**The task**
Could you reproduce, word for word, the part of the listing below that begins with the line containing "Where can you spot the ford" and ends with the line containing "column 48, row 192", including both of those lines and nothing else?

**Data in this exercise**

════════

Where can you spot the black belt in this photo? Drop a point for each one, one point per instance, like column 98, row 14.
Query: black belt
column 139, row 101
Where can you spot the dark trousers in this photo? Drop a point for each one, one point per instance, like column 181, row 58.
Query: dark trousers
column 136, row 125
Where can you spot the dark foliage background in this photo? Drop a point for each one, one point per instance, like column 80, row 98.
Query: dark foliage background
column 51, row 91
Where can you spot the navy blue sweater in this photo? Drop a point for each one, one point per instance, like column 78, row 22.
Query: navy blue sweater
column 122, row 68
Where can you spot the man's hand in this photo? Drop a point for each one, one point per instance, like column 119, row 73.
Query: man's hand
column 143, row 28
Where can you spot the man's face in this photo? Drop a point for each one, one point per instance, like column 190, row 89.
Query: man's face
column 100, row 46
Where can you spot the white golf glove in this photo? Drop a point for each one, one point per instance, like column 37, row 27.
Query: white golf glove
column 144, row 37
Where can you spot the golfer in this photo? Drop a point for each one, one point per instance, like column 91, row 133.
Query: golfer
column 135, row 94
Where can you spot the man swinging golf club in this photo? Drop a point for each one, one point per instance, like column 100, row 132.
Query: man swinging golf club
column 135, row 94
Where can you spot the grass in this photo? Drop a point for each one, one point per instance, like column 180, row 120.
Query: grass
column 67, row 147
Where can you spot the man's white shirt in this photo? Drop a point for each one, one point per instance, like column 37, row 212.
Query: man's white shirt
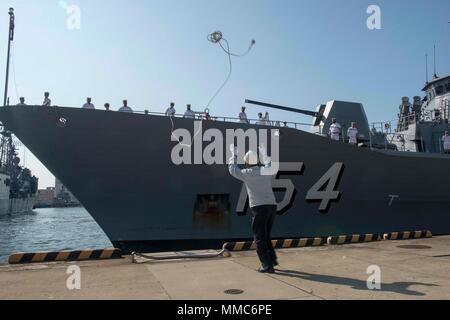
column 126, row 109
column 243, row 117
column 47, row 102
column 353, row 135
column 189, row 114
column 446, row 141
column 170, row 112
column 335, row 130
column 88, row 106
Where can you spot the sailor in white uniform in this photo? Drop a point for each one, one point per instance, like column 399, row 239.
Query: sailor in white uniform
column 335, row 130
column 267, row 119
column 170, row 112
column 47, row 102
column 352, row 134
column 22, row 102
column 243, row 116
column 125, row 107
column 189, row 114
column 446, row 142
column 261, row 121
column 88, row 104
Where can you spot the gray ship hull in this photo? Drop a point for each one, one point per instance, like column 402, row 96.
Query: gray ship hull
column 119, row 166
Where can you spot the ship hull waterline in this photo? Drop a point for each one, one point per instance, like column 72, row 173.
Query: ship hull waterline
column 119, row 166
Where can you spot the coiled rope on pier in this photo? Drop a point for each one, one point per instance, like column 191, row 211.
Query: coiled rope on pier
column 134, row 255
column 215, row 38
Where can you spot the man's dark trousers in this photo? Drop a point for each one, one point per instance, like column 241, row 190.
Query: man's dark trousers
column 263, row 219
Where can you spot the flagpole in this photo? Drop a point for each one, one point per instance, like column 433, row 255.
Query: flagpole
column 10, row 39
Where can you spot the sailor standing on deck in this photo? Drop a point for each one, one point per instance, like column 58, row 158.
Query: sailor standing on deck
column 267, row 119
column 258, row 181
column 88, row 104
column 22, row 102
column 47, row 102
column 446, row 142
column 352, row 134
column 335, row 130
column 189, row 114
column 261, row 121
column 170, row 112
column 125, row 107
column 243, row 116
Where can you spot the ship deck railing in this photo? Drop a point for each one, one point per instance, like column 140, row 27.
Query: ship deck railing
column 270, row 123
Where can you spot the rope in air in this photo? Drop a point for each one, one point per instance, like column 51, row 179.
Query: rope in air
column 216, row 38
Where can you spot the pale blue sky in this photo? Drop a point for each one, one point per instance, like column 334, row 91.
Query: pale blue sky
column 154, row 52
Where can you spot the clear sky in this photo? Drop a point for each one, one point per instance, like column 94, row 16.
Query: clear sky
column 153, row 52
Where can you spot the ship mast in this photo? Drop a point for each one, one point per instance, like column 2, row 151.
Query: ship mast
column 10, row 39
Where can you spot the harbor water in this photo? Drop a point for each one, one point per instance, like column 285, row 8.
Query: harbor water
column 50, row 230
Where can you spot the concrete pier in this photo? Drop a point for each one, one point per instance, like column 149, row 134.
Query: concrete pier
column 414, row 269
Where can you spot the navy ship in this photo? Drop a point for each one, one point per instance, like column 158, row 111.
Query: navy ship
column 18, row 187
column 120, row 167
column 128, row 182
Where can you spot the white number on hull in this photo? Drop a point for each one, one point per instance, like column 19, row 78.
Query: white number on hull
column 324, row 190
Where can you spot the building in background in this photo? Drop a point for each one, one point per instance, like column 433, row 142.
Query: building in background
column 63, row 197
column 46, row 198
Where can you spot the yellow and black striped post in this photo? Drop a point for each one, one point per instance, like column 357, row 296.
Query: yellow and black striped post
column 408, row 235
column 65, row 256
column 277, row 244
column 340, row 240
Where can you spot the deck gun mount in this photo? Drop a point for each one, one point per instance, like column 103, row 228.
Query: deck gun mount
column 344, row 112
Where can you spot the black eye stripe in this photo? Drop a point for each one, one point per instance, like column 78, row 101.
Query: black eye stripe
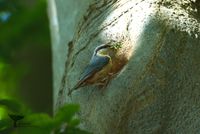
column 101, row 47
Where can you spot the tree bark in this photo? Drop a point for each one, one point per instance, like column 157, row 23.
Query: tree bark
column 157, row 90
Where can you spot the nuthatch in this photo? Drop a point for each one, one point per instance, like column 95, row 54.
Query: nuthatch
column 98, row 69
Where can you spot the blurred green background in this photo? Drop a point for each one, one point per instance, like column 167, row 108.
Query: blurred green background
column 25, row 54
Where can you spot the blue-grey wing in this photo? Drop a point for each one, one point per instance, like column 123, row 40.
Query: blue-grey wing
column 95, row 65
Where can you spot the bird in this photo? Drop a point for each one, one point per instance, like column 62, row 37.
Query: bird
column 98, row 69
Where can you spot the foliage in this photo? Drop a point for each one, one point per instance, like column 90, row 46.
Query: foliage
column 19, row 121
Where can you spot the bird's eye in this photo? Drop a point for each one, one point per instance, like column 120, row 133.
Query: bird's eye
column 103, row 51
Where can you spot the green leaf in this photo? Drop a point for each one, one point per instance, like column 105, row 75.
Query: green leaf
column 4, row 124
column 74, row 122
column 15, row 117
column 40, row 120
column 66, row 113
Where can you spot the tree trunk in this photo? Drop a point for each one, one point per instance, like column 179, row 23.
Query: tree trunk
column 157, row 90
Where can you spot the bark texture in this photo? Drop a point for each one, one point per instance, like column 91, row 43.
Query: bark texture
column 158, row 89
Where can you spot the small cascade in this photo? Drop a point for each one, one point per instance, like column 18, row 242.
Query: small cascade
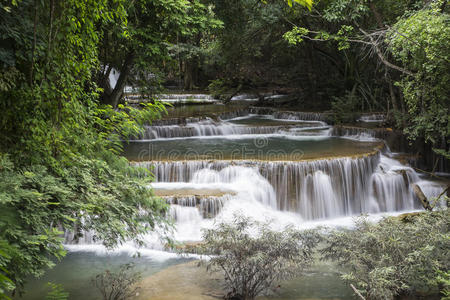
column 209, row 206
column 376, row 118
column 209, row 127
column 297, row 115
column 315, row 189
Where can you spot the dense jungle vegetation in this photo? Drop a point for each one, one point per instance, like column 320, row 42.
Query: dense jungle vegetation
column 61, row 123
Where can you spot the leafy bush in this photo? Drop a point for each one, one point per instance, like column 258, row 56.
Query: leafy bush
column 118, row 286
column 345, row 108
column 253, row 257
column 395, row 256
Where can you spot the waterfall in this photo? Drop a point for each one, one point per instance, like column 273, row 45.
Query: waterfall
column 357, row 133
column 208, row 206
column 314, row 189
column 372, row 118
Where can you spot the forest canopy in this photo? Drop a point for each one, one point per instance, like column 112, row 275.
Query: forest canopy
column 62, row 124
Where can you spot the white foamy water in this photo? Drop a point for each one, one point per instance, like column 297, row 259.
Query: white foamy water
column 305, row 194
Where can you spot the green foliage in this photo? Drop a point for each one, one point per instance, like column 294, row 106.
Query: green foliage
column 421, row 42
column 253, row 257
column 120, row 285
column 395, row 256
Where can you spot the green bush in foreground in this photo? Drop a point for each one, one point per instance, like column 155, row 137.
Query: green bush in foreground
column 253, row 257
column 395, row 256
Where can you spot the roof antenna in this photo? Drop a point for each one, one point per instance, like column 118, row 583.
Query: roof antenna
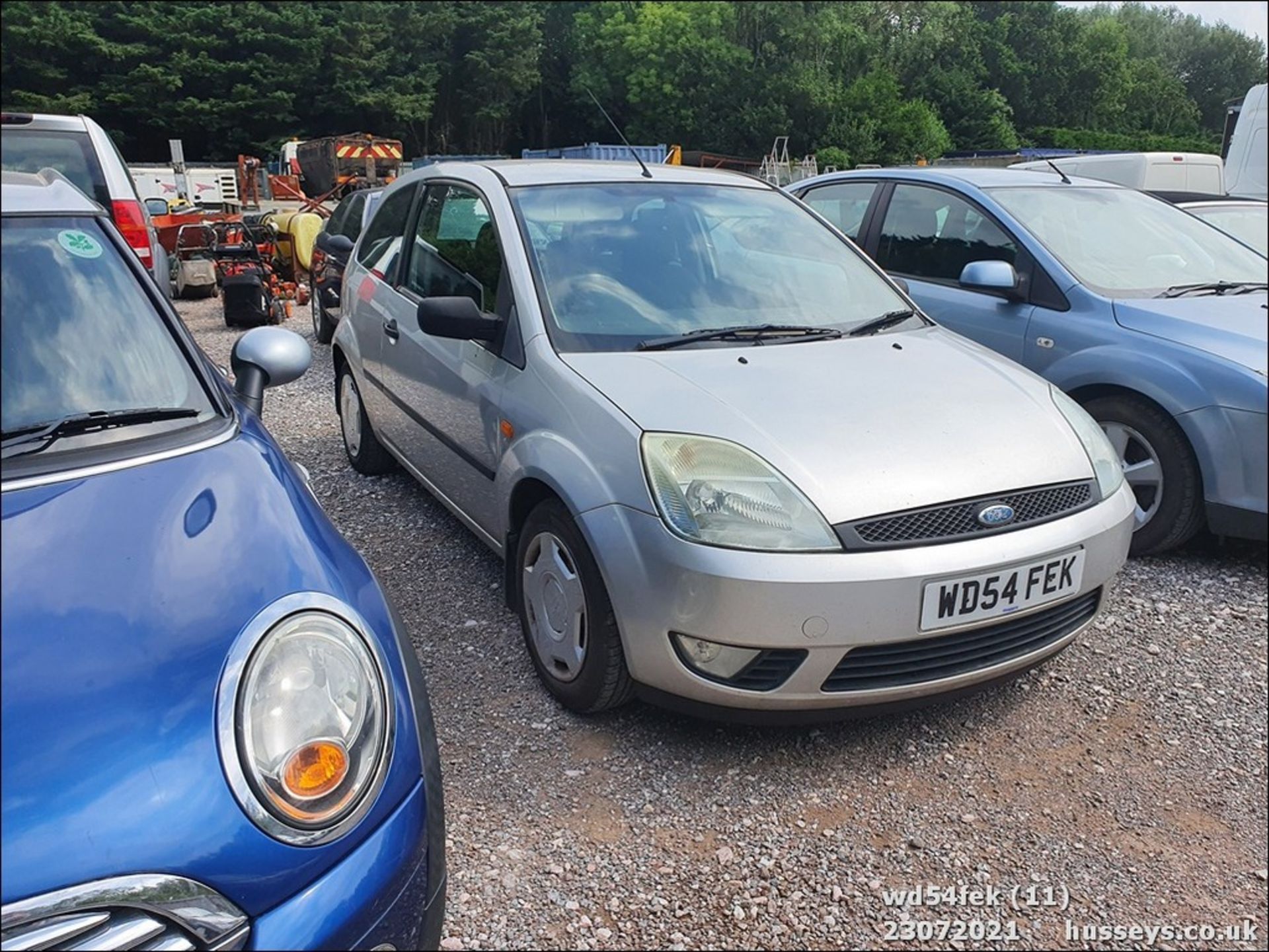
column 617, row 129
column 1054, row 166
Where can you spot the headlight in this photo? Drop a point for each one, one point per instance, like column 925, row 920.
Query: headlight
column 1106, row 462
column 310, row 724
column 716, row 492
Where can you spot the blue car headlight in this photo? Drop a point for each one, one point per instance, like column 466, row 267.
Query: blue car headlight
column 306, row 720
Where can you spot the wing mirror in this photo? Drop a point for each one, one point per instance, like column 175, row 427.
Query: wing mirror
column 456, row 317
column 997, row 277
column 267, row 357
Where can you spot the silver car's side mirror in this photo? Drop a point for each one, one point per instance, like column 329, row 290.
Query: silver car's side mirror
column 998, row 277
column 267, row 357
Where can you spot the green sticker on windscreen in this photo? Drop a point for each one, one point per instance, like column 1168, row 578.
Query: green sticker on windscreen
column 79, row 244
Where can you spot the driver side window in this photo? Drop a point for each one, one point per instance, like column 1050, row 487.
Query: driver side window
column 456, row 250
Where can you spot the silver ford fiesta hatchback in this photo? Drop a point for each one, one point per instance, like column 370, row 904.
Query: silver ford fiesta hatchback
column 729, row 464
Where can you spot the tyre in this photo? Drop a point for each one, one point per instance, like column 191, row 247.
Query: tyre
column 324, row 328
column 365, row 452
column 566, row 616
column 1160, row 468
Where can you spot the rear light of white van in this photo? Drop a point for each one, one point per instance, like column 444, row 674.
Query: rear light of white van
column 131, row 221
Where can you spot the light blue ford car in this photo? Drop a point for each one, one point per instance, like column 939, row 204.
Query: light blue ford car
column 1149, row 317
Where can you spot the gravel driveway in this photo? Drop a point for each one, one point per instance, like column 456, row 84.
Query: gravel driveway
column 1127, row 775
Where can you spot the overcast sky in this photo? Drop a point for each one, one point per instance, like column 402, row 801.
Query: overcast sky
column 1248, row 17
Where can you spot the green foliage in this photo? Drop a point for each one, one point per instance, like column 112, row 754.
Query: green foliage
column 833, row 157
column 868, row 81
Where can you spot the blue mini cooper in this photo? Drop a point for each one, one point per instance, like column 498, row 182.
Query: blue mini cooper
column 216, row 732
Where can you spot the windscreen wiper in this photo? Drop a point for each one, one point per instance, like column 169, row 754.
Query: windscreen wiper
column 755, row 334
column 37, row 437
column 880, row 324
column 1179, row 291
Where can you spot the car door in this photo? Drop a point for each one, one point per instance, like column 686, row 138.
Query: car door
column 844, row 203
column 927, row 236
column 367, row 301
column 445, row 393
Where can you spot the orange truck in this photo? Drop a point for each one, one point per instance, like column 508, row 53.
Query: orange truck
column 358, row 157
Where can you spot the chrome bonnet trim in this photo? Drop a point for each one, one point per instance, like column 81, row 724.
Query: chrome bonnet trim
column 143, row 459
column 213, row 920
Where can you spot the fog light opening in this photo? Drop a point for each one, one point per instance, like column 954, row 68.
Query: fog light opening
column 717, row 661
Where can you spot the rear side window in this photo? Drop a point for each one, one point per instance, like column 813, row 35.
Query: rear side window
column 932, row 234
column 456, row 249
column 69, row 153
column 381, row 245
column 352, row 223
column 844, row 204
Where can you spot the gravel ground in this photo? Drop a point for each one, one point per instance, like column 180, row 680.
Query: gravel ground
column 1127, row 775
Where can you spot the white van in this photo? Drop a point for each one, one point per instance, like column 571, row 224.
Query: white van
column 1245, row 160
column 1147, row 171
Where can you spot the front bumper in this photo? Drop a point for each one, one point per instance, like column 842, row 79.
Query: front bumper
column 377, row 894
column 820, row 603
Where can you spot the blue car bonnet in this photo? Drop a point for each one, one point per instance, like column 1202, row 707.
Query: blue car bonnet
column 122, row 595
column 1231, row 326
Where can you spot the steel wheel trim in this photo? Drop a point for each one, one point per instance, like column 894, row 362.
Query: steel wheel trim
column 1141, row 468
column 350, row 415
column 555, row 605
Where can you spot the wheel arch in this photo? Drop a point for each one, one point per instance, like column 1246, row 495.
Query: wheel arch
column 524, row 497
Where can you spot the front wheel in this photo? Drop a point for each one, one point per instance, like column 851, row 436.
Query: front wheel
column 1159, row 467
column 566, row 616
column 364, row 448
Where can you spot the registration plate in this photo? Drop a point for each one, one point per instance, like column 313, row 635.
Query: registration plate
column 954, row 601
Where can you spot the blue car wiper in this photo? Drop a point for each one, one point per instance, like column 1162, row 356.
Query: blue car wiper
column 1179, row 291
column 755, row 334
column 38, row 437
column 880, row 324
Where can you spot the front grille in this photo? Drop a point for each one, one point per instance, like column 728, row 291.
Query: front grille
column 143, row 912
column 921, row 659
column 957, row 520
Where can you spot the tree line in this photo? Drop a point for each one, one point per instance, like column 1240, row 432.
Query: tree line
column 870, row 81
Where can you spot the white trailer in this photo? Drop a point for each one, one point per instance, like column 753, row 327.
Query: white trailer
column 1150, row 171
column 1245, row 161
column 211, row 187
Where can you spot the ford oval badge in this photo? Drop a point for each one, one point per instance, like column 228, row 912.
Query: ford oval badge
column 997, row 515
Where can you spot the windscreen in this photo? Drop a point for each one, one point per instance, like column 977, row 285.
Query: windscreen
column 1125, row 244
column 69, row 153
column 79, row 334
column 1248, row 223
column 619, row 264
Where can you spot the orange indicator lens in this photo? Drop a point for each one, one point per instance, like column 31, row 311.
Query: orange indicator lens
column 315, row 770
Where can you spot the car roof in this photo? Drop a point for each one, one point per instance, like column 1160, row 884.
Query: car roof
column 1200, row 198
column 565, row 171
column 953, row 175
column 16, row 121
column 48, row 192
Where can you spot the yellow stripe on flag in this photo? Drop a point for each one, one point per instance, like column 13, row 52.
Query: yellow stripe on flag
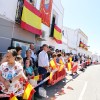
column 30, row 18
column 57, row 35
column 36, row 77
column 51, row 75
column 52, row 63
column 27, row 91
column 69, row 66
column 61, row 67
column 14, row 98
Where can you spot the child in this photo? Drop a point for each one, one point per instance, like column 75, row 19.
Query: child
column 29, row 69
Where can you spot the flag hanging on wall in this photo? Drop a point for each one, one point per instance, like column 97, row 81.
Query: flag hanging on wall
column 13, row 97
column 45, row 9
column 57, row 35
column 31, row 18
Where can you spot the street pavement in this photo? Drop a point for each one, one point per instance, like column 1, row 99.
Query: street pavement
column 84, row 87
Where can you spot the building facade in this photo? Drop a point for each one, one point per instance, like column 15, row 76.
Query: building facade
column 11, row 33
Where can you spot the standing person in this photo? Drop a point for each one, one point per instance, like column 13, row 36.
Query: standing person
column 19, row 57
column 10, row 70
column 43, row 62
column 28, row 56
column 33, row 55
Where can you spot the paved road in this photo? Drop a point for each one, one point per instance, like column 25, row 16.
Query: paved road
column 85, row 87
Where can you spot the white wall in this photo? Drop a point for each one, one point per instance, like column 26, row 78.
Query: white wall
column 58, row 11
column 81, row 36
column 8, row 9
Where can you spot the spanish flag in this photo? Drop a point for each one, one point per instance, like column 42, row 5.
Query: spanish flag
column 37, row 78
column 61, row 67
column 57, row 35
column 12, row 97
column 51, row 75
column 69, row 66
column 81, row 44
column 53, row 64
column 31, row 19
column 28, row 91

════════

**Expected output**
Where can you spot the ford oval badge in this photo? Drop a point for each one, one point per instance, like column 228, row 912.
Query: ford oval badge
column 997, row 515
Where can you spot the windscreen in this photo? Drop a point for each one, one point per instance, like column 977, row 285.
Query: windscreen
column 1125, row 244
column 69, row 153
column 79, row 334
column 1248, row 223
column 619, row 264
Where can you spot the orange indicator lens in this photo? Drop a point for each one, one point per instance, like column 31, row 311.
Query: orange indicator lens
column 315, row 770
Where can you spot the car roof in this photo? Drop a point for each one, one point per instance, like column 1160, row 884.
Query: car roof
column 1200, row 198
column 565, row 171
column 953, row 175
column 16, row 121
column 48, row 192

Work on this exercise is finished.